*What you need to do*:
Find the string "positive" in the records. Copy every line it appears in.
(Records shown)
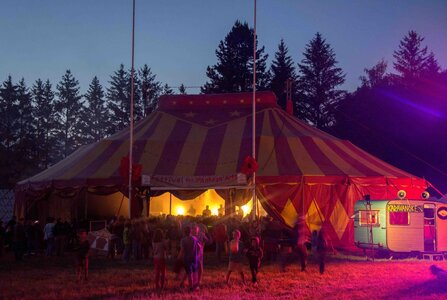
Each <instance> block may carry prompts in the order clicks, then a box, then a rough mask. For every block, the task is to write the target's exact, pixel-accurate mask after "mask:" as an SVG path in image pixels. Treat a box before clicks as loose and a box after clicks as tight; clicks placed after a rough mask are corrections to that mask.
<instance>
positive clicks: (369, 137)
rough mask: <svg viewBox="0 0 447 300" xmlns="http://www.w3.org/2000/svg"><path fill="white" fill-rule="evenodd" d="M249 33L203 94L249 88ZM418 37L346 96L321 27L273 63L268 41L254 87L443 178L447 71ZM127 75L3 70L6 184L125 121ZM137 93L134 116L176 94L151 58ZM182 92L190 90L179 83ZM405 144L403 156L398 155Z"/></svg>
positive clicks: (419, 38) (385, 150) (382, 152)
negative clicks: (315, 32)
mask: <svg viewBox="0 0 447 300" xmlns="http://www.w3.org/2000/svg"><path fill="white" fill-rule="evenodd" d="M253 37H254V31H253V29H252V28H250V27H249V26H248V24H247V23H244V22H240V21H236V22H235V24H234V25H233V27H232V28H231V30H230V32H229V33H228V34H227V35H226V36H225V38H224V39H223V40H222V41H221V42H220V43H219V45H218V48H217V49H216V57H217V62H216V64H215V65H212V66H208V68H207V70H206V76H207V78H208V80H207V82H206V83H205V84H204V85H203V86H202V87H201V92H202V93H225V92H244V91H251V90H252V78H253V69H254V68H253V42H254V38H253ZM423 42H424V38H423V37H421V36H420V35H418V34H417V33H416V32H414V31H409V32H408V34H407V35H406V36H405V37H403V39H402V40H401V41H400V44H399V46H398V49H396V50H395V51H394V55H393V56H394V59H395V61H393V69H394V72H388V62H386V61H384V60H382V61H379V62H378V63H377V64H376V65H375V66H372V67H371V68H369V69H368V68H366V69H365V73H364V75H362V76H360V78H359V79H360V86H359V87H358V88H357V90H356V91H354V92H352V93H348V92H347V91H345V90H343V89H341V86H342V84H343V83H344V81H345V76H346V74H345V73H344V72H343V70H342V69H341V68H340V67H339V66H338V61H337V59H336V55H335V51H334V49H333V48H332V47H331V45H330V44H329V43H328V42H327V41H326V40H325V39H324V37H323V36H322V34H321V33H316V34H315V36H314V37H313V38H312V39H311V40H310V41H309V42H308V43H307V44H306V47H305V49H304V52H303V59H302V60H301V61H300V62H298V63H295V62H294V61H293V59H292V57H291V56H290V54H289V50H288V48H287V45H286V43H285V41H284V40H283V39H281V40H280V42H279V44H278V49H277V51H276V52H275V54H274V58H273V59H272V62H271V64H270V67H268V66H267V60H268V55H267V54H266V53H265V48H264V47H263V46H262V47H259V46H257V52H256V62H257V64H256V78H257V80H256V88H257V90H272V91H273V92H275V94H276V95H277V98H278V105H279V106H281V107H282V108H283V109H285V108H286V98H287V95H290V96H289V98H290V100H291V101H292V103H293V108H294V114H295V115H296V116H297V117H298V118H300V119H302V120H304V121H305V122H307V123H308V124H310V125H312V126H315V127H317V128H319V129H322V130H325V131H327V132H329V133H331V134H334V135H336V136H338V137H341V138H346V139H349V140H351V141H353V142H354V143H355V144H357V145H359V146H361V147H363V148H365V150H367V151H370V152H371V153H373V154H376V155H377V156H379V157H380V158H382V159H385V160H386V161H388V162H390V163H392V164H396V165H397V166H399V167H402V168H404V169H406V170H409V171H412V172H414V174H416V175H419V176H423V175H425V174H430V175H433V176H439V175H441V177H442V176H444V177H445V178H443V179H444V180H445V179H447V174H443V171H442V170H447V161H445V160H446V159H444V158H443V157H444V156H443V155H441V154H440V153H439V151H436V149H440V148H438V147H435V144H436V143H439V147H442V145H443V144H447V139H445V138H444V139H443V138H442V137H445V135H446V133H445V132H444V131H445V130H442V129H441V127H440V126H444V125H447V122H446V121H445V120H446V117H445V116H447V105H446V104H447V92H446V88H445V87H446V86H447V84H446V83H447V71H446V70H442V69H441V67H440V66H439V64H438V62H437V60H436V57H435V55H434V53H433V52H430V51H429V50H428V47H427V46H425V45H424V44H423ZM130 75H131V74H130V71H128V70H126V69H125V68H124V65H121V66H120V67H119V69H118V70H117V71H116V72H114V74H112V75H111V77H110V81H109V86H108V87H107V88H106V89H104V87H103V86H102V85H101V83H100V82H99V80H98V78H97V77H96V76H95V77H93V79H92V81H91V83H90V85H89V88H88V90H87V92H86V93H85V94H84V95H82V94H81V93H80V87H79V83H78V81H77V80H76V78H75V77H74V75H73V74H72V73H71V72H70V70H67V71H66V73H65V74H64V75H63V76H62V78H61V80H60V82H58V83H57V85H56V88H55V89H54V88H53V86H52V84H51V83H50V82H49V80H46V81H42V80H41V79H38V80H37V81H36V82H35V83H34V84H33V85H32V87H31V88H28V87H27V86H26V84H25V80H24V79H23V78H22V79H21V80H20V81H19V82H18V83H13V81H12V78H11V77H8V78H7V79H6V80H5V81H4V82H3V83H2V86H1V87H0V126H1V127H0V133H1V137H2V139H1V142H0V163H1V165H2V166H4V167H2V168H1V169H0V172H1V174H0V186H3V187H12V186H13V185H14V184H15V183H16V182H17V181H18V180H19V179H23V178H26V177H28V176H30V175H33V174H35V173H37V172H39V171H41V170H44V169H45V168H47V167H48V166H50V165H52V164H54V163H56V162H57V161H59V160H60V159H62V158H64V157H66V156H67V155H69V154H70V153H72V152H73V151H74V150H75V149H77V148H78V147H79V146H81V145H84V144H88V143H92V142H95V141H98V140H100V139H101V138H104V137H106V136H109V135H111V134H113V133H115V132H117V131H119V130H121V129H123V128H125V127H127V125H128V123H129V111H130V92H131V80H130ZM287 86H289V87H291V88H289V90H288V91H287ZM134 90H135V108H134V109H135V120H139V119H141V118H143V117H145V116H146V115H147V114H149V113H151V112H152V111H153V110H155V109H156V108H157V105H158V99H159V97H160V95H162V94H172V93H174V91H173V90H172V89H171V88H170V87H169V86H168V85H167V84H164V85H162V84H161V83H160V82H159V81H157V80H156V75H155V74H153V72H152V71H151V69H150V68H149V67H148V66H147V65H144V66H143V67H142V68H140V69H138V70H136V72H135V81H134ZM178 93H186V88H185V86H184V85H183V84H182V85H181V86H180V88H179V90H178ZM446 128H447V127H446ZM435 136H437V137H438V140H434V137H435ZM444 140H445V142H444ZM384 141H386V142H384ZM431 144H433V146H432V145H431ZM429 145H430V146H429ZM427 148H428V151H427ZM405 151H407V155H402V154H401V153H402V152H405ZM415 161H417V163H415ZM430 164H432V166H431V167H427V166H430ZM433 167H434V168H433ZM436 168H438V170H436V172H433V170H434V169H436ZM429 169H430V170H429ZM435 173H436V174H437V175H435Z"/></svg>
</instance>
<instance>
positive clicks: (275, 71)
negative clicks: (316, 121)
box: [269, 39, 297, 109]
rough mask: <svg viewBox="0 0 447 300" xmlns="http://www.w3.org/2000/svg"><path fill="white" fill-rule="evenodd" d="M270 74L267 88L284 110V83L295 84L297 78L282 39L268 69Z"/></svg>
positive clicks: (285, 44) (278, 45)
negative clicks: (271, 76)
mask: <svg viewBox="0 0 447 300" xmlns="http://www.w3.org/2000/svg"><path fill="white" fill-rule="evenodd" d="M270 73H271V74H272V79H271V81H270V84H269V88H270V90H272V91H273V92H274V93H275V94H276V97H277V98H278V104H279V106H281V107H282V108H283V109H286V82H287V80H292V82H295V81H296V79H297V77H296V72H295V66H294V63H293V60H292V58H291V57H290V55H289V50H288V49H287V46H286V44H285V43H284V40H283V39H281V41H280V42H279V45H278V50H277V51H276V53H275V59H274V60H273V61H272V65H271V67H270Z"/></svg>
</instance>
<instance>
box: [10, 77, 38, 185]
mask: <svg viewBox="0 0 447 300" xmlns="http://www.w3.org/2000/svg"><path fill="white" fill-rule="evenodd" d="M17 101H18V119H17V123H18V124H17V125H18V132H17V133H18V136H17V138H18V139H17V144H16V145H15V147H14V148H15V149H14V156H15V159H14V171H15V174H16V178H25V177H27V176H29V175H32V174H33V173H34V172H35V171H37V170H38V167H37V166H38V151H37V147H38V141H37V139H36V138H35V129H36V127H35V122H34V118H33V106H32V99H31V93H30V92H29V90H28V88H27V86H26V84H25V79H24V78H22V79H21V80H20V81H19V84H18V85H17Z"/></svg>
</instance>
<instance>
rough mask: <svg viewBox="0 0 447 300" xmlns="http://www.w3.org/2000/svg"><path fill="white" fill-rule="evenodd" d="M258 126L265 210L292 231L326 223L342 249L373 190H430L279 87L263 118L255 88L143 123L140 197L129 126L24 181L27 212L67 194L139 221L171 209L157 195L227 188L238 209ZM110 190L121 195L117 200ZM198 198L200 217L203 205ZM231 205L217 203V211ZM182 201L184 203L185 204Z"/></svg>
mask: <svg viewBox="0 0 447 300" xmlns="http://www.w3.org/2000/svg"><path fill="white" fill-rule="evenodd" d="M254 116H255V117H256V120H254V121H255V122H253V118H254ZM253 123H255V124H254V125H255V128H254V129H255V130H254V133H255V137H254V140H255V145H256V147H255V148H256V155H255V158H256V162H257V165H258V166H259V168H258V170H257V171H256V197H257V199H258V200H259V201H260V202H261V204H262V207H263V208H264V209H265V211H267V212H268V213H269V215H271V216H272V217H274V218H275V219H277V220H280V221H282V222H283V223H284V224H287V225H288V226H290V227H293V226H294V224H295V222H296V221H297V220H298V219H304V220H305V226H306V228H305V229H306V230H307V231H308V232H309V233H310V232H311V231H313V230H318V229H319V228H321V227H325V230H326V232H327V234H328V235H329V237H330V238H331V240H332V243H333V244H334V246H337V247H341V248H351V249H355V246H354V241H353V237H354V234H353V230H354V227H353V222H352V220H351V219H350V218H349V217H350V216H351V215H352V214H353V213H354V203H355V201H356V200H358V199H362V198H363V196H364V195H367V194H368V195H371V197H372V198H374V199H389V198H390V196H391V195H393V196H394V195H395V194H396V192H397V191H398V190H400V189H405V190H406V191H407V192H408V197H410V198H417V197H418V196H419V195H420V194H421V193H422V192H423V191H424V190H425V189H426V188H427V187H428V186H429V183H428V182H427V181H426V180H425V179H422V178H418V177H416V176H414V175H412V174H410V173H407V172H405V171H403V170H400V169H398V168H396V167H394V166H392V165H390V164H388V163H386V162H384V161H382V160H380V159H378V158H377V157H374V156H373V155H371V154H369V153H367V152H365V151H363V150H362V149H360V148H358V147H356V146H355V145H353V144H352V143H350V142H349V141H346V140H341V139H338V138H336V137H334V136H331V135H329V134H327V133H326V132H323V131H320V130H318V129H316V128H314V127H312V126H309V125H308V124H305V123H304V122H302V121H300V120H299V119H297V118H295V117H293V116H291V115H289V114H288V113H287V112H285V111H284V110H282V109H281V108H280V107H279V106H278V105H277V101H276V97H275V95H274V94H273V93H272V92H259V93H257V94H256V112H255V114H254V115H253V94H252V93H235V94H215V95H210V94H207V95H166V96H162V97H161V98H160V102H159V106H158V108H157V109H156V110H155V111H154V112H152V113H151V114H149V115H148V116H147V117H145V118H144V119H142V120H140V121H139V122H137V123H136V124H135V127H134V140H133V143H134V145H133V160H134V161H133V164H136V165H138V166H139V169H140V170H141V177H142V179H143V177H144V178H146V179H148V180H145V183H144V184H143V181H142V180H141V181H138V180H137V181H136V182H135V185H134V187H135V189H136V191H137V193H132V194H133V197H132V199H130V201H129V200H127V199H125V196H127V192H126V191H128V186H127V184H128V180H127V178H123V176H122V175H121V174H122V173H123V172H122V171H123V170H122V169H121V162H122V161H123V159H124V158H125V157H128V155H129V128H127V129H124V130H122V131H120V132H117V133H116V134H114V135H112V136H109V137H107V138H104V139H102V140H100V141H98V142H96V143H93V144H90V145H86V146H83V147H81V148H79V149H78V150H76V151H75V152H74V153H72V154H71V155H70V156H68V157H66V158H65V159H63V160H62V161H60V162H59V163H57V164H55V165H54V166H51V167H50V168H48V169H47V170H45V171H43V172H41V173H39V174H36V175H35V176H33V177H31V178H28V179H26V180H23V181H21V182H19V183H18V184H17V185H16V188H15V196H16V211H17V214H19V215H30V213H32V212H35V213H34V215H35V216H36V217H39V218H41V217H45V214H47V215H48V214H49V211H50V210H51V209H52V207H55V206H56V205H55V204H54V203H52V202H51V199H52V197H53V196H57V197H58V199H63V200H61V201H60V203H59V204H60V207H61V209H62V208H65V212H66V214H67V215H71V217H73V218H82V217H86V216H87V217H88V216H89V212H90V210H91V209H93V208H95V207H97V205H99V204H100V205H102V206H103V207H104V208H105V207H106V206H109V208H110V209H109V210H108V211H109V213H110V211H113V210H115V211H117V210H119V208H120V206H121V212H120V214H122V213H123V208H126V209H127V211H126V213H127V214H128V215H131V217H133V218H136V217H139V216H141V215H142V212H143V210H144V208H146V212H151V211H152V212H153V211H154V209H156V210H157V211H158V212H163V213H166V212H167V211H169V210H168V207H169V206H168V204H167V201H169V199H170V198H169V197H168V196H164V198H163V199H164V200H163V202H164V203H163V205H161V204H160V205H157V204H156V200H154V199H155V198H156V197H158V196H161V195H163V194H165V193H166V194H167V193H170V194H172V195H173V196H175V197H176V198H178V199H181V200H183V201H189V200H192V199H195V198H197V197H198V196H199V195H201V194H203V193H205V192H206V191H208V190H214V191H215V192H216V193H217V194H219V197H221V198H222V199H224V207H225V210H226V212H227V213H228V212H231V211H233V208H234V207H235V206H241V207H243V206H244V205H246V204H247V203H248V201H249V200H250V199H251V198H252V190H253V185H251V182H252V181H251V179H250V176H248V178H241V177H240V175H241V173H242V175H245V174H243V173H245V172H244V169H246V163H245V162H246V158H247V157H250V156H252V145H253ZM127 168H128V167H127ZM124 173H126V172H124ZM127 173H128V172H127ZM240 179H245V180H240ZM123 193H124V194H123ZM88 195H95V196H101V198H98V199H96V198H95V199H93V197H90V196H88ZM106 195H110V196H112V197H111V198H110V201H108V200H107V199H106V198H107V197H103V196H106ZM123 195H124V198H123ZM112 198H113V199H112ZM216 199H217V198H216ZM112 200H113V201H112ZM160 201H161V200H160ZM121 203H123V204H121ZM198 203H199V204H198V206H197V207H196V208H195V209H196V211H197V212H198V213H200V211H201V210H202V209H203V203H201V202H198ZM221 203H222V201H221V202H217V200H216V201H215V202H213V203H211V202H210V203H209V205H210V208H211V209H213V208H214V209H215V206H216V205H219V206H220V204H221ZM173 204H174V205H179V203H178V202H177V200H175V203H174V201H173ZM112 206H113V209H112ZM184 206H185V205H184ZM36 207H42V209H36ZM189 207H190V205H188V206H186V207H184V209H185V210H186V211H187V210H188V209H189ZM45 208H46V209H45ZM172 208H173V207H172V206H171V211H172ZM174 212H175V210H174ZM54 213H57V212H56V211H54V212H52V213H51V214H54ZM98 213H99V212H98Z"/></svg>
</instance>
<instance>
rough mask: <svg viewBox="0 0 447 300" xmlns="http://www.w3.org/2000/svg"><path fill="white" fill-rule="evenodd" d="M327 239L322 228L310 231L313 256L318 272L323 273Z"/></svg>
mask: <svg viewBox="0 0 447 300" xmlns="http://www.w3.org/2000/svg"><path fill="white" fill-rule="evenodd" d="M328 241H329V239H328V238H327V237H326V234H325V232H324V230H323V228H321V229H320V231H318V232H317V231H316V230H315V231H313V232H312V250H313V251H315V258H316V260H317V263H318V265H319V267H320V274H323V273H324V271H325V260H326V252H327V248H328V244H329V243H328Z"/></svg>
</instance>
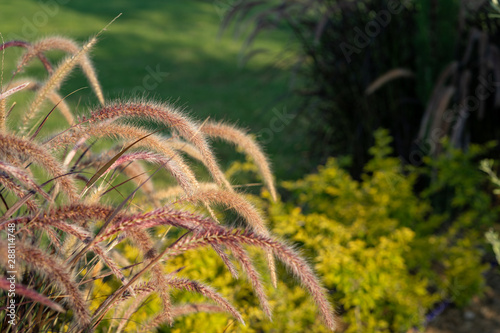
(End Records shown)
*Response to the exercise*:
positive clicks: (369, 137)
positive clicks: (419, 38) (385, 150) (382, 152)
positive clicks: (275, 71)
positive clicks: (285, 44) (278, 45)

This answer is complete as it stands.